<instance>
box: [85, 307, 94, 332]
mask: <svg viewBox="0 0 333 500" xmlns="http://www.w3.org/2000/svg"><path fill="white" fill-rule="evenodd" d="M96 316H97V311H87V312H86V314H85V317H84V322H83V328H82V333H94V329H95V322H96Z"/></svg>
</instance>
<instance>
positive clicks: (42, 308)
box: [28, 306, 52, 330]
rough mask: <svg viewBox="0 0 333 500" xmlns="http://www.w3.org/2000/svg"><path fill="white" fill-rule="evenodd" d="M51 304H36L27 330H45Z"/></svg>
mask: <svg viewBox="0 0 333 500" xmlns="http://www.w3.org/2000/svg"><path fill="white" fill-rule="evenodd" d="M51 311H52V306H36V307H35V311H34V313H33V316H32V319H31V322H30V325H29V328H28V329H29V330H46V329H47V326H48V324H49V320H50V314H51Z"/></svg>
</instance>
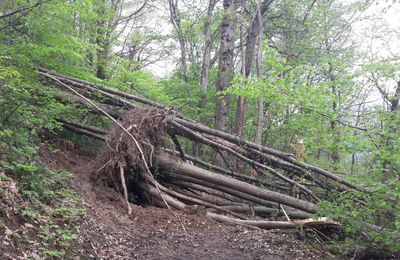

=-=-=-=-=

REQUIRED ACTION: Pictures are not part of the copy. Extract exactly the lines from the line containing "box: [28, 306, 52, 330]" through the final line of the entries above, both included.

ANSWER BOX:
box: [28, 306, 52, 330]
rough mask: <svg viewBox="0 0 333 500" xmlns="http://www.w3.org/2000/svg"><path fill="white" fill-rule="evenodd" d="M51 304H36L27 330H45Z"/></svg>
mask: <svg viewBox="0 0 333 500" xmlns="http://www.w3.org/2000/svg"><path fill="white" fill-rule="evenodd" d="M51 311H52V306H36V307H35V311H34V313H33V316H32V319H31V322H30V325H29V328H28V329H29V330H46V329H47V326H48V324H49V320H50V314H51Z"/></svg>
</instance>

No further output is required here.